#### Verilen metin ####

16 Mayıs 2014 Cuma

özet

soma'da olanların üzerinden çok da uzun bir zaman geçmedi. ama işin geldiği noktaya bakınca o kadar çok mantık silsilesiyle açıklayamayacağım olay yaşandı ki artık neye üzüleceğime şaşırdım. her defasında tepki verdiğim bir olay daha faza tepki vermem gereken bir olaya evriliyor.

facianın ardından enerji bakanı soma'ya gitti. madenden çıkarılan hiçbir işçiyle yakınlık kurmadı. onlara dokunmadı, -geçtim- yaklaşmadı bile. bu fotoğraf bende oluşturduğu kini yıllarca atamam üzerimden. devlete karşı hiçbir inanç ve sevgi taşımamama rağmen o fotoğraf benim bile kalbimi kırdı. kanıma dokundu. yıllar sonra soma aklıma geldiğinde taner yıldız'ın paketinden yeni çıkmış gömleğiyle o an orada bulunmaktan -olayın vahametinden değil- orada bulunuyor olmaktan duyduğu rahatsızlığı asla unutmayacağım.

madenden çıkarılan bir işçi ambulansa binerken 'çizmeyi çıkarayım mı sedye kirlenmesin' dedi. biz hepimiz ağladık haklı olarak. ama bu güzel adama bu cümleyi kurduran bu iğrenç düzeni sorgulamadık. bir insana, kendisini, maliyeti 20 lirayı geçmeyecek sedyeden daha değersiz hissettiren düzeni sorgulamadık.

madenden çıkarılanların cansız bedenleri sebze deposuna atıldı. sebzelerden daha özensiz bir şekilde.
 
sonrasında olay yerine rte gitti. binlerce koruma ve keskin nişancılar eşliğinde 3 dakika süren bir ziyarette bulundu ve basın toplantısı düzenlendi. daha önce duygusal yönlerine çokça şahit olduğumuz! rte çok sakin bir basın toplantısı düzenledi. 16 ocak 1862 yılında ingiltere'de meydana gelen maden kazasını örnek gösterdi. olayın normalliğini bize kanıtlayacak örnek abd'de kölelik resmi olarak kalkmadan 5 ay 3 gün önce yaşanan bir olayla geldi. içimiz rahatladı. yakın tarihe geliyorum diye söze devam eden rte 1914'e geldi. ben 1942'de bıraktım.

####

Lütfen Soma faciasıyla ilgili metnin "16 Mayıs 2014" ile başlayıp "rahatsızlığı asla unutmayacağım." ile biten kısmını, "fotoğraf" sözcüğünü "görüntü" ile değiştirerek yeniden yazın. Aşağıdaki satırlar başka bir kaynaktan alınmıştır.

#### Sağlanan bilgiler ####

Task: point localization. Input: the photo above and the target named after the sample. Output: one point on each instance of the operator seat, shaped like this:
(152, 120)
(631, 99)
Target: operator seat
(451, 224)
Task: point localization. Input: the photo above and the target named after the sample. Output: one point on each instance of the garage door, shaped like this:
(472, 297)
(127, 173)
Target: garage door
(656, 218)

####

## Beklenen yanıt
16 Mayıs 2014 Cuma

özet

soma'da olanların üzerinden çok da uzun bir zaman geçmedi. ama işin geldiği noktaya bakınca o kadar çok mantık silsilesiyle açıklayamayacağım olay yaşandı ki artık neye üzüleceğime şaşırdım. her defasında tepki verdiğim bir olay daha faza tepki vermem gereken bir olaya evriliyor.

facianın ardından enerji bakanı soma'ya gitti. madenden çıkarılan hiçbir işçiyle yakınlık kurmadı. onlara dokunmadı, -geçtim- yaklaşmadı bile. bu görüntü bende oluşturduğu kini yıllarca atamam üzerimden. devlete karşı hiçbir inanç ve sevgi taşımamama rağmen o görüntü benim bile kalbimi kırdı. kanıma dokundu. yıllar sonra soma aklıma geldiğinde taner yıldız'ın paketinden yeni çıkmış gömleğiyle o an orada bulunmaktan -olayın vahametinden değil- orada bulunuyor olmaktan duyduğu rahatsızlığı asla unutmayacağım.